▶ REQUIRED WORK: Rewrite every one of the records below with "instance" changed to "occurrence", leaving everything else as it is.

▶ EXCERPTED RECORDS:
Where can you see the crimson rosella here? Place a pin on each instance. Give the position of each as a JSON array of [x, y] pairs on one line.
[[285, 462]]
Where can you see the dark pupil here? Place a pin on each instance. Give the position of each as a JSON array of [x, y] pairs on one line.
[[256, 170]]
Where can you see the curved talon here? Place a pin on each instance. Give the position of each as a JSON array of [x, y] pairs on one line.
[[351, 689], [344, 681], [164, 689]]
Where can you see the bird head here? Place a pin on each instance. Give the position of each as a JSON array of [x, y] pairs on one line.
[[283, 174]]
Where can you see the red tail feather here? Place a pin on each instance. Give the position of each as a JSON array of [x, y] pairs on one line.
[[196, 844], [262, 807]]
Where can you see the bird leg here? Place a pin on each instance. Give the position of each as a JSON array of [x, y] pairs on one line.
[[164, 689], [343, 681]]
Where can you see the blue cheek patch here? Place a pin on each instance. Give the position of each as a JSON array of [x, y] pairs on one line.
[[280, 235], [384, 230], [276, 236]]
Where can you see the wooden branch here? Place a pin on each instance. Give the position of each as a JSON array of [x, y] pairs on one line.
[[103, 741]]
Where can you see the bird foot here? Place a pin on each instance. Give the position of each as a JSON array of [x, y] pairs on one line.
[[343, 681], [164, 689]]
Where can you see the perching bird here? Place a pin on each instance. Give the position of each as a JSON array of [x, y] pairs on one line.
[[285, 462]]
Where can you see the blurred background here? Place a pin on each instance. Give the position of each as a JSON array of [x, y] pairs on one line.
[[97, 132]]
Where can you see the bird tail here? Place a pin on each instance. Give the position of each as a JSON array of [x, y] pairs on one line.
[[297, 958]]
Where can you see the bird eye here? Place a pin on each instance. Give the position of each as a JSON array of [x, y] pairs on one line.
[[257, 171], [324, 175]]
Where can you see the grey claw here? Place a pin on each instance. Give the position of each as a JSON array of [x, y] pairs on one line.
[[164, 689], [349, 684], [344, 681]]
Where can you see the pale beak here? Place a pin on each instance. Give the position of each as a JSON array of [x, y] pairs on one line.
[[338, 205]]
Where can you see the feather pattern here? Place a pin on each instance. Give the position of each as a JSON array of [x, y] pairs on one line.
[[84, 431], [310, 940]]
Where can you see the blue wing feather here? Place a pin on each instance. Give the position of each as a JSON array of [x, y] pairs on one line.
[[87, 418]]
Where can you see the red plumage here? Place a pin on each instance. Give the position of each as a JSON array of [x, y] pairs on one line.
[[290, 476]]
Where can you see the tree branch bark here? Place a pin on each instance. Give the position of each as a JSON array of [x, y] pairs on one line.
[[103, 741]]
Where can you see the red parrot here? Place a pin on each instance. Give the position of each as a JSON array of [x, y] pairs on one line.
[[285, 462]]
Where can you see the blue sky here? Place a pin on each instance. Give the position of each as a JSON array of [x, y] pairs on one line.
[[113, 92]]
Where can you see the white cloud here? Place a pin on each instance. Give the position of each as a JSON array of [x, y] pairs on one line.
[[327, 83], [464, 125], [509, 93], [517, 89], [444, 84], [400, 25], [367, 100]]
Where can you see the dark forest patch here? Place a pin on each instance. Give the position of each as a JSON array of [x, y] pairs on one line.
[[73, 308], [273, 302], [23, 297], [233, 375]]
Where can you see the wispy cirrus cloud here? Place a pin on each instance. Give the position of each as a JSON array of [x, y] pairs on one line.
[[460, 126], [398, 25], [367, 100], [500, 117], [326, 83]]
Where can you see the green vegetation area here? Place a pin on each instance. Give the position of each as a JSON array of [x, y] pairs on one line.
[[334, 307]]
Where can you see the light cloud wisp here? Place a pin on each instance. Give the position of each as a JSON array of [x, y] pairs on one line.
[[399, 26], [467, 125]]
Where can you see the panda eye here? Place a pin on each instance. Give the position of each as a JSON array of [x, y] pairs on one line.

▶ EXERCISE RESPONSE:
Where can you see the crimson rosella here? Place a pin on each occurrence. Give the position of each as a JSON array of [x, y] pairs on one line.
[[285, 462]]
Where can you see the dark pupil here? Place a pin on each occurrence. Give the position of each as a JSON array of [x, y] pairs on one line.
[[256, 170]]
Where can you see the curved talon here? Place a pin on each occurrence. Give the position of each as a JSON array of [x, y] pairs on one line.
[[351, 689], [344, 681], [164, 689]]
Where can you see the bird head here? Place a pin on each occurrence. Give the position of each as a JSON array of [x, y] pairs on one line.
[[283, 174]]
Where can you see the red tail feather here? Place a pin on each occurrence. Give the position of each as a JSON array of [x, y] pairs on one line.
[[196, 844], [262, 807]]
Where can you see the bird leg here? Place a pin on each occurrence. Give the position of each as a JSON array of [x, y] pairs on one line.
[[164, 689], [343, 681]]
Where can you see the blue cheek patch here? Place a pin on each occurrence. Give the position of each as a JSON array of [x, y] pairs on one line.
[[280, 235], [384, 230], [276, 236]]
Where can you see the wooden branch here? Place a pin on each occurrence. Give the position of each as a JSON array of [x, y] pairs on one line.
[[103, 741]]
Where can you see the bird foot here? Place a pin on each occurrence. Give the position of each as a JSON array of [x, y] pairs on one line.
[[343, 681], [164, 689]]
Where can you see the perching bird here? Place a pin on each occurrence. Give the position of each as a JSON array of [x, y] pairs on one line.
[[285, 462]]
Where can you see the blurred background here? Place a pin on each occurrence. Give the position of each as a JSON array of [x, y] pairs on one line.
[[97, 132]]
Where can you see the bird tail here? Place a pin on each occurrence. Give the position of each as a JSON array of [x, y] pairs on one line.
[[297, 958]]
Where can you see the bird eye here? Place a pin on each occurrence. Give the position of each as a JSON array of [x, y] pairs on one line.
[[257, 171], [324, 175]]
Where can you see the grey claw here? Place a pin on each occurrence. Give the position of each as a JSON array of [x, y] pairs on one line.
[[164, 689], [349, 684], [344, 681]]
Where can you see the pale beak here? Place a pin on each occurrence. Give the position of each as a JSON array of [x, y] pairs on one line.
[[338, 205]]
Where can you see the feather pattern here? Place a pin on each occurrence. Give the position of each as a JSON array of [x, y] pairs on one line.
[[84, 431], [310, 940]]
Where can you see the blue wing feather here? Place a pin on each occurrence. Give the position of each as a JSON array of [x, y] pairs on one line.
[[87, 418]]
Where can you see the red plumage here? Place a pin on each occurrence. Give the position of each as a JSON array of [x, y] pairs on one line.
[[290, 476]]
Where can you see the tree branch bark here? Place a pin on each occurrence. Give the position of each as a JSON array of [x, y] pairs on one line.
[[103, 741]]
Where can you see the red parrot here? Place a pin on each occurrence. Give the position of each as a JSON array of [x, y] pairs on one line.
[[285, 462]]
Where can you see the blue sky here? Place a pin on each occurrence. Give the position of each as a JSON array of [x, y] pairs on one line.
[[113, 92]]
Where can you see the white cloud here? Place a pin on each occurrence. Give the position of each as a JSON array of [x, y] pairs on one line.
[[327, 83], [464, 125], [509, 93], [517, 89], [444, 84], [400, 25], [367, 100]]
Where can you see the dark forest patch here? Place a pin on each occurrence. Give the position of each as a JSON array of [x, y] pairs on one line.
[[73, 308], [273, 302], [23, 297], [233, 375]]
Where can you see the wispy cirrus cloud here? Place a pin on each occurrence. Give the position of each as a JSON array of [x, y] pairs on one line.
[[460, 126], [398, 25], [367, 100], [500, 117], [326, 83]]
Where can you see the green vegetation area here? Place a pin on each occurrence. Give the position of each as a JSON array of [x, y] pairs on one line.
[[334, 307]]
Where can you see the light cloud wisp here? Place a pin on each occurrence. Give the position of each as a JSON array of [x, y] pairs on one line.
[[399, 26], [467, 125]]
Where can you see the panda eye here? Place a pin on each occurrence. Give the position of each as a JSON array of [x, y] pairs on one line.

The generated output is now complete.